*Given instruction*
From the forum thread on fake GoogleBot traffic, write out the passage starting at "Edit: updated comment" and ending at "is otherwise reputable.".

*Supplied passage*
| HN Mirror

Y	Hacker News new \| ask \| show \| jobs

by tomjen3 640 days ago

This won't work. If you are doing an AI startup, you will want to use GoogleBot for your crawler and this will bypass that.

Not too much of a loss, since the only quality content is already behind paywalls, or on diverse wikistyle sites. Anything served with ads for commercial reasons is automatically drivel, based on my experience. There simply isn't a business in making it better.

Edit: updated comment to not be needlessly diversive.

1 comments

jsheard 640 days ago

It is trivial to detect fake GoogleBot traffic (Google provides ways to validate it) and Cloudflare already does so. See for yourself:

  curl -I -H "User-Agent: Mozilla/5.0 AppleWebKit/537.36 (KHTML, like Gecko; compatible; Googlebot/2.1; +http://www.google.com/bot.html) Chrome/105.0.5195.102 Safari/537.36" https://www.cloudflare.com

They'll immediately flag the request as malicious and return 403 Forbidden, even if your IP address is otherwise reputable.

link

matt-p 640 days ago

Now try it from a google cloud vm.

link

jsheard 640 days ago

Pretty sure that won't work, they let you validate whether an IP address is used by GoogleBot specifically, not just owned by Google in general. I doubt they are foolish enough to use the same pool of IP addresses for their internal crawlers and their public cloud.

https://developers.google.com/search/docs/crawling-indexing/...

link

matt-p 640 days ago

It depends how the site has implemented it, a huge number just look for AS origination and *googleuserconent.com

link

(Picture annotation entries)
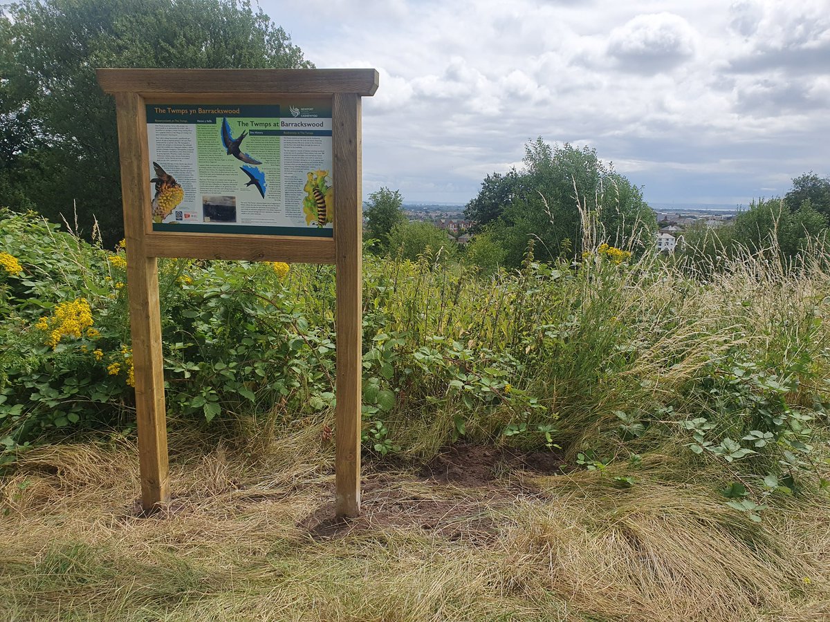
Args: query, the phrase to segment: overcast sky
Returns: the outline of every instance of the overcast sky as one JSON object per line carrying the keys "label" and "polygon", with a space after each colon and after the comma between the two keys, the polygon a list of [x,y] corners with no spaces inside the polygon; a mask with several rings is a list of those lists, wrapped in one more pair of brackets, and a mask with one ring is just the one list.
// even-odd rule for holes
{"label": "overcast sky", "polygon": [[364,195],[465,203],[529,138],[595,148],[652,203],[830,174],[830,0],[260,0],[318,67],[374,67]]}

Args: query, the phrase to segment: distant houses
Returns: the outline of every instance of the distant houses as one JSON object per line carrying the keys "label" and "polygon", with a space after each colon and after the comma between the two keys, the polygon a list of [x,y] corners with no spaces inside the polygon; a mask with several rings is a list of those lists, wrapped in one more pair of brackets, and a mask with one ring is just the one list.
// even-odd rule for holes
{"label": "distant houses", "polygon": [[463,218],[438,218],[433,223],[439,229],[442,229],[449,233],[459,233],[466,231],[472,226],[472,221]]}
{"label": "distant houses", "polygon": [[671,233],[660,232],[657,234],[657,252],[673,253],[677,247],[677,238]]}

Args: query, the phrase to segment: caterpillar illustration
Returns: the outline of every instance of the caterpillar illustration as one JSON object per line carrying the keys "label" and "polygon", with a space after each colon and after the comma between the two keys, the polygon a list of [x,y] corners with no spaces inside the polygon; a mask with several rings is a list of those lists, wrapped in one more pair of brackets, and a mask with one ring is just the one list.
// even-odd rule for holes
{"label": "caterpillar illustration", "polygon": [[320,226],[325,226],[328,216],[325,211],[325,197],[318,188],[314,188],[311,192],[314,194],[314,202],[317,206],[317,224]]}

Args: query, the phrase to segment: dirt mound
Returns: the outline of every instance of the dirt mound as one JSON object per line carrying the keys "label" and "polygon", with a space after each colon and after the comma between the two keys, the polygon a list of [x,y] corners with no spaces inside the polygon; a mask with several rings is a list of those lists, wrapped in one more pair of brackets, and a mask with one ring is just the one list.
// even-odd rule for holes
{"label": "dirt mound", "polygon": [[491,445],[457,445],[447,448],[421,469],[422,478],[456,486],[487,486],[513,470],[551,475],[561,473],[562,457],[552,451],[521,453]]}
{"label": "dirt mound", "polygon": [[299,527],[315,539],[415,527],[449,540],[485,544],[497,537],[491,518],[494,508],[536,492],[505,476],[515,471],[559,474],[564,464],[561,456],[549,451],[523,454],[456,445],[430,460],[417,478],[376,470],[364,482],[359,517],[334,518],[334,503],[326,503]]}
{"label": "dirt mound", "polygon": [[319,508],[300,524],[315,539],[350,533],[383,533],[390,529],[416,528],[424,534],[453,541],[486,543],[497,536],[496,523],[487,515],[494,504],[511,495],[496,491],[471,492],[447,498],[439,485],[385,479],[363,487],[364,503],[356,518],[334,518],[334,503]]}

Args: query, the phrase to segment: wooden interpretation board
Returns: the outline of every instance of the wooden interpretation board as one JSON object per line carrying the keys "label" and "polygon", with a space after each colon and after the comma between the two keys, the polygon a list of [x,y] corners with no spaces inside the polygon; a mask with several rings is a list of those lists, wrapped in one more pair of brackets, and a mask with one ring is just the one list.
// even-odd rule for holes
{"label": "wooden interpretation board", "polygon": [[[158,258],[186,257],[334,265],[336,513],[357,516],[360,98],[377,90],[378,72],[99,69],[97,75],[115,95],[118,117],[144,510],[170,499]],[[165,202],[167,194],[174,200]]]}

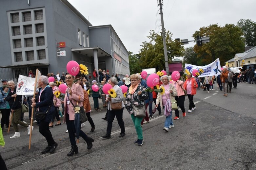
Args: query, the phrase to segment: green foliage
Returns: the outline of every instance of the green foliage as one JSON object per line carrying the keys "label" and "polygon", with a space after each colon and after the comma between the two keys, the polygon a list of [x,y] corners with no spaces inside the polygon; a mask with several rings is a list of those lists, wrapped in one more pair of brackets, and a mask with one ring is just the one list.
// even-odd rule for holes
{"label": "green foliage", "polygon": [[140,64],[140,56],[137,54],[133,54],[130,51],[128,53],[130,75],[141,72],[142,69]]}
{"label": "green foliage", "polygon": [[210,38],[209,42],[194,47],[201,65],[208,64],[218,58],[223,63],[234,58],[236,53],[244,52],[243,33],[239,27],[233,24],[226,24],[222,27],[217,24],[202,27],[195,32],[193,37],[196,39],[198,36]]}
{"label": "green foliage", "polygon": [[240,19],[237,26],[243,31],[246,46],[256,46],[256,22],[249,19]]}
{"label": "green foliage", "polygon": [[[172,39],[172,34],[168,31],[166,33],[167,55],[169,62],[174,57],[182,57],[184,47],[179,42]],[[141,56],[140,65],[143,68],[158,67],[159,69],[165,67],[163,38],[153,30],[150,30],[149,35],[147,37],[149,42],[144,42],[141,45],[139,55]]]}

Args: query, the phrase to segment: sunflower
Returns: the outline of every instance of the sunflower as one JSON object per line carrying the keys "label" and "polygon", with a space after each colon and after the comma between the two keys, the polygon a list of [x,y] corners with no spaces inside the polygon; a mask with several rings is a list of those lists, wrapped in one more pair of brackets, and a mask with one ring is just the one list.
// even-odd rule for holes
{"label": "sunflower", "polygon": [[162,86],[160,87],[159,89],[159,90],[160,90],[160,94],[161,95],[162,95],[164,94],[164,93],[165,93],[165,88],[164,87],[164,86]]}
{"label": "sunflower", "polygon": [[59,98],[61,95],[61,93],[59,91],[56,91],[54,93],[54,95],[56,96],[56,97]]}
{"label": "sunflower", "polygon": [[108,93],[109,95],[109,96],[112,98],[115,98],[116,97],[116,93],[115,90],[113,89],[110,89],[108,91]]}

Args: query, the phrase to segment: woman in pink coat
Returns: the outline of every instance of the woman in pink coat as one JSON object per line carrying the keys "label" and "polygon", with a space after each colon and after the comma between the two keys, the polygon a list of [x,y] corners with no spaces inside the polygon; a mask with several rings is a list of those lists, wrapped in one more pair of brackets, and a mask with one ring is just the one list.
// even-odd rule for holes
{"label": "woman in pink coat", "polygon": [[[76,144],[75,134],[76,133],[75,127],[75,111],[72,103],[75,106],[83,106],[84,101],[84,92],[81,86],[73,83],[74,76],[70,74],[66,76],[65,79],[68,85],[66,91],[64,99],[65,111],[64,112],[63,123],[67,123],[67,127],[69,131],[69,136],[71,143],[71,150],[68,154],[68,156],[72,156],[74,153],[78,153],[78,148]],[[79,128],[80,126],[79,126]],[[79,136],[82,137],[87,144],[87,149],[89,149],[92,147],[92,142],[94,140],[87,136],[85,132],[80,130]]]}

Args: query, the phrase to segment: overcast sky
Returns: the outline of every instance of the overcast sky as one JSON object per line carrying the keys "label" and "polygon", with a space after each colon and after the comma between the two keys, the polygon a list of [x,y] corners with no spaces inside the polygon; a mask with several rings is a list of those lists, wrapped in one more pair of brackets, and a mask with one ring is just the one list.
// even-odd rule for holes
{"label": "overcast sky", "polygon": [[[128,51],[138,53],[150,30],[161,29],[157,0],[68,0],[93,26],[111,25]],[[200,27],[256,22],[255,0],[164,0],[165,27],[173,39],[192,40]],[[190,42],[185,47],[194,45]]]}

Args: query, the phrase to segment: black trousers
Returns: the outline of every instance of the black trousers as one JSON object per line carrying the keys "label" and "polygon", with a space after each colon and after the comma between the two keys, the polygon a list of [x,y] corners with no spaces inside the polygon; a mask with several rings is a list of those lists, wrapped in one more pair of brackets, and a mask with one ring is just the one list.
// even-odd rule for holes
{"label": "black trousers", "polygon": [[43,120],[40,121],[39,132],[46,139],[48,146],[50,146],[56,143],[52,138],[51,133],[49,129],[49,122],[45,122]]}
{"label": "black trousers", "polygon": [[107,128],[107,134],[110,134],[111,133],[111,129],[112,128],[113,121],[116,117],[116,119],[118,123],[119,126],[121,128],[121,133],[125,133],[125,123],[123,120],[123,111],[124,108],[120,110],[109,110],[108,111],[108,127]]}
{"label": "black trousers", "polygon": [[10,109],[0,109],[2,113],[2,119],[1,119],[1,127],[4,127],[5,124],[6,125],[6,127],[9,127],[9,124],[10,123],[9,119],[10,117],[10,113],[11,111]]}
{"label": "black trousers", "polygon": [[[153,98],[153,101],[155,103],[155,104],[156,103],[156,98]],[[158,111],[158,114],[161,113],[161,107],[157,107],[157,110]]]}
{"label": "black trousers", "polygon": [[[210,85],[209,85],[209,86]],[[188,99],[189,100],[189,106],[188,109],[191,110],[192,109],[192,108],[195,107],[195,105],[194,104],[194,102],[193,101],[193,98],[194,97],[194,94],[187,94],[187,97],[188,98]]]}
{"label": "black trousers", "polygon": [[90,123],[91,126],[92,128],[94,128],[95,127],[95,125],[93,123],[93,121],[92,120],[92,119],[91,117],[90,113],[90,112],[88,112],[86,113],[86,116],[87,116],[87,118],[88,118],[88,121]]}
{"label": "black trousers", "polygon": [[[174,97],[175,100],[177,101],[177,105],[181,110],[182,113],[185,112],[185,107],[184,106],[184,102],[185,101],[185,96],[182,95],[180,96],[175,96]],[[178,117],[180,117],[179,115],[179,110],[174,110],[175,116]]]}
{"label": "black trousers", "polygon": [[[69,137],[70,143],[71,144],[71,145],[74,146],[75,145],[76,145],[75,139],[75,134],[76,133],[76,130],[75,127],[75,121],[69,120],[69,115],[67,114],[67,115],[66,119],[66,124],[67,124],[67,128],[68,128],[68,130],[69,131]],[[80,126],[79,127],[79,128],[80,128]],[[85,132],[80,130],[80,132],[79,133],[79,136],[82,137],[85,141],[85,142],[88,141],[88,137],[85,133]]]}

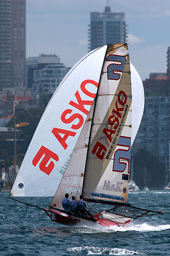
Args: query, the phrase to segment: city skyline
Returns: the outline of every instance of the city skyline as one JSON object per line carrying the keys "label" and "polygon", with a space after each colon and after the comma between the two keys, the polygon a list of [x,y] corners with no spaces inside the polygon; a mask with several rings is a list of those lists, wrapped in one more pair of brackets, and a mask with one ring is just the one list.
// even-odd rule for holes
{"label": "city skyline", "polygon": [[[55,53],[66,67],[73,66],[88,52],[90,12],[103,11],[107,5],[106,0],[27,1],[27,57]],[[165,72],[170,2],[110,0],[109,5],[113,12],[126,13],[130,59],[142,79],[151,72]]]}

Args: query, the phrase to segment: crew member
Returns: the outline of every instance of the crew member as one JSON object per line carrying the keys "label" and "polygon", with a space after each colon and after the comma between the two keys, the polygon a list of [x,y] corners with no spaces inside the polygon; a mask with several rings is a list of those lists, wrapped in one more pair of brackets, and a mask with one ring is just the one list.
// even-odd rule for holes
{"label": "crew member", "polygon": [[74,214],[77,213],[77,202],[75,200],[76,197],[75,196],[72,197],[72,201],[69,203],[69,206],[71,209],[71,211]]}
{"label": "crew member", "polygon": [[80,196],[80,200],[78,201],[78,210],[80,211],[82,215],[89,214],[90,216],[90,212],[87,210],[88,208],[86,202],[83,201],[83,197],[82,195]]}
{"label": "crew member", "polygon": [[69,212],[70,211],[70,209],[69,207],[69,204],[70,201],[68,199],[69,195],[66,193],[65,195],[65,198],[62,200],[62,206],[64,209],[65,211]]}

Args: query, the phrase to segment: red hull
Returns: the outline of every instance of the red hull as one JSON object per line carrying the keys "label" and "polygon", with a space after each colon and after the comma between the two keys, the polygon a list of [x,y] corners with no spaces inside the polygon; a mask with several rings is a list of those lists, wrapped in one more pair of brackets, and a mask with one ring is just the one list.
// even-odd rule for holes
{"label": "red hull", "polygon": [[[78,223],[83,222],[90,222],[90,220],[84,220],[77,217],[74,217],[70,215],[68,215],[62,212],[61,211],[55,211],[54,210],[47,210],[47,209],[44,209],[46,214],[49,216],[52,221],[60,223],[66,226],[76,226]],[[130,221],[125,222],[123,223],[116,221],[112,221],[106,219],[99,218],[100,214],[96,214],[95,218],[93,218],[93,222],[96,223],[104,226],[105,227],[110,227],[111,226],[117,226],[118,227],[124,226],[125,225],[129,223]],[[86,222],[87,223],[87,222]]]}

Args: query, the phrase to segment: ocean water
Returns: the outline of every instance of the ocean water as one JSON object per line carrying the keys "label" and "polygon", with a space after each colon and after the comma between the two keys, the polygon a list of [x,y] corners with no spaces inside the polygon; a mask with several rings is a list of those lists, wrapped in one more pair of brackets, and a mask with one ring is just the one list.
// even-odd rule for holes
{"label": "ocean water", "polygon": [[[129,193],[132,205],[169,213],[138,218],[124,228],[63,226],[42,210],[29,206],[26,211],[25,205],[8,195],[0,193],[1,256],[170,255],[170,193]],[[43,207],[52,198],[17,199]]]}

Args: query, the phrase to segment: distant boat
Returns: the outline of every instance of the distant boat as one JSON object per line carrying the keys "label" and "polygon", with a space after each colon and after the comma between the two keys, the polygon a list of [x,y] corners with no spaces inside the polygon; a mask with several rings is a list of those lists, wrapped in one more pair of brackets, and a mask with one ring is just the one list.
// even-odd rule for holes
{"label": "distant boat", "polygon": [[149,189],[147,186],[147,168],[145,166],[144,166],[144,186],[143,188],[143,190],[149,191]]}
{"label": "distant boat", "polygon": [[133,191],[137,191],[139,190],[139,187],[136,185],[135,182],[133,180],[133,157],[132,157],[132,167],[131,167],[131,179],[129,182],[129,191],[132,192]]}
{"label": "distant boat", "polygon": [[[56,192],[50,206],[31,206],[43,210],[52,221],[68,226],[94,222],[122,226],[150,212],[162,214],[128,203],[130,150],[143,110],[141,88],[142,91],[127,44],[108,44],[87,54],[52,97],[10,195],[43,197]],[[93,214],[85,216],[64,210],[62,200],[66,193],[70,200],[82,195],[97,209],[94,207]]]}

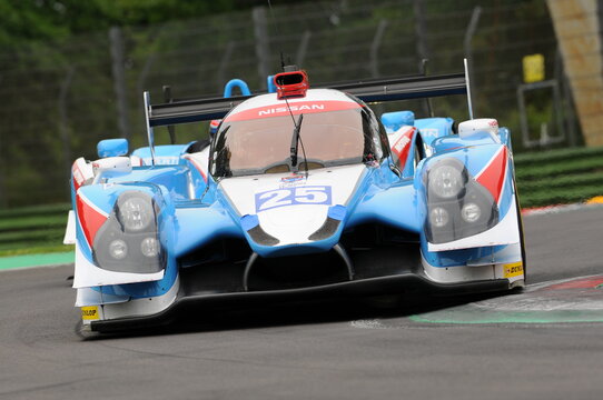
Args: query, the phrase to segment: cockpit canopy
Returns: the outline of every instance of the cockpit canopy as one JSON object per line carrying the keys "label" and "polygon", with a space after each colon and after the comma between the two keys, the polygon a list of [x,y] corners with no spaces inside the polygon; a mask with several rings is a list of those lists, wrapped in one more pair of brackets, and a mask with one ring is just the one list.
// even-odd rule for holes
{"label": "cockpit canopy", "polygon": [[[325,89],[312,91],[325,91],[330,97],[334,92]],[[212,176],[227,178],[291,171],[291,138],[302,113],[300,171],[382,160],[387,156],[387,138],[373,111],[358,99],[340,92],[337,94],[345,100],[306,98],[304,101],[289,101],[287,106],[285,101],[275,102],[273,99],[271,106],[244,107],[238,112],[235,109],[214,137]]]}

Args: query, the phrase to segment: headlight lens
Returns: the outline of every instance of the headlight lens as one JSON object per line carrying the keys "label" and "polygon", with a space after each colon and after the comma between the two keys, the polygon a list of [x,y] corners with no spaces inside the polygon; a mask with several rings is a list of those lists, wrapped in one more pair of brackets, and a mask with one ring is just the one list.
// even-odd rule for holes
{"label": "headlight lens", "polygon": [[116,260],[123,260],[128,256],[128,244],[123,240],[113,240],[109,243],[109,254]]}
{"label": "headlight lens", "polygon": [[442,207],[436,207],[429,212],[429,219],[434,227],[445,227],[449,220],[448,211],[444,210]]}
{"label": "headlight lens", "polygon": [[463,187],[462,171],[452,166],[439,166],[429,172],[429,191],[443,199],[458,196]]}
{"label": "headlight lens", "polygon": [[466,203],[465,206],[463,206],[463,209],[461,210],[461,217],[466,222],[472,223],[472,222],[477,221],[480,217],[482,217],[482,210],[475,203]]}
{"label": "headlight lens", "polygon": [[119,206],[119,218],[127,230],[138,232],[148,228],[155,216],[149,201],[131,197]]}

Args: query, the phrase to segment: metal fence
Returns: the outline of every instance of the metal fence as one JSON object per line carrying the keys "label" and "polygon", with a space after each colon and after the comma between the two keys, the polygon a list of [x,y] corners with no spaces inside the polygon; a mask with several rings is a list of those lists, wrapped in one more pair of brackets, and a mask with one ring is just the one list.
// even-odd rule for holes
{"label": "metal fence", "polygon": [[[101,139],[126,137],[131,147],[142,146],[144,90],[154,102],[162,100],[164,84],[176,98],[219,96],[231,78],[261,90],[266,76],[280,70],[280,53],[306,69],[310,83],[415,74],[423,59],[428,73],[457,72],[467,56],[476,116],[510,127],[516,150],[527,143],[522,113],[530,117],[523,127],[530,146],[551,144],[547,138],[555,137],[562,138],[557,146],[580,141],[544,0],[259,7],[0,53],[0,208],[68,201],[72,160],[95,159]],[[560,93],[555,101],[546,90],[523,90],[523,106],[518,100],[522,58],[532,53],[546,60],[546,80]],[[458,120],[467,117],[465,104],[462,98],[434,101],[437,114]],[[421,101],[395,107],[426,114]],[[177,134],[188,141],[206,129]]]}

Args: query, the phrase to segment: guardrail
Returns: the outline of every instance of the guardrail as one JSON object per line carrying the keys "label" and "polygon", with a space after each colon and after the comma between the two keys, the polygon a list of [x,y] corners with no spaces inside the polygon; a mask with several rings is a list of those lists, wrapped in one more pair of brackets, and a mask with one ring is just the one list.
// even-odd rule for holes
{"label": "guardrail", "polygon": [[63,246],[69,203],[0,210],[0,257],[69,251]]}

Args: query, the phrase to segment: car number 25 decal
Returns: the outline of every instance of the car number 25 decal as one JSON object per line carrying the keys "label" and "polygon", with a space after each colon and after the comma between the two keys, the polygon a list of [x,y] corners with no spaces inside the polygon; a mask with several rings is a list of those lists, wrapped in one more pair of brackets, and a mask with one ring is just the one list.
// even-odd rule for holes
{"label": "car number 25 decal", "polygon": [[330,206],[330,187],[305,186],[256,193],[256,212],[266,211],[277,207],[298,204]]}

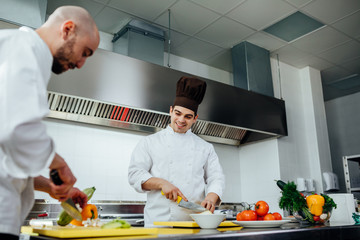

*Answer below*
Edit: updated comment to not be needlessly diversive.

1 comments

jsheard 640 days ago

It is trivial to detect fake GoogleBot traffic (Google provides ways to validate it) and Cloudflare already does so. See for yourself:

  curl -I -H "User-Agent: Mozilla/5.0 AppleWebKit/537.36 (KHTML, like Gecko; compatible; Googlebot/2.1; +http://www.google.com/bot.html) Chrome/105.0.5195.102 Safari/537.36" https://www.cloudflare.com

They'll immediately flag the request as malicious and return 403 Forbidden, even if your IP address is otherwise reputable.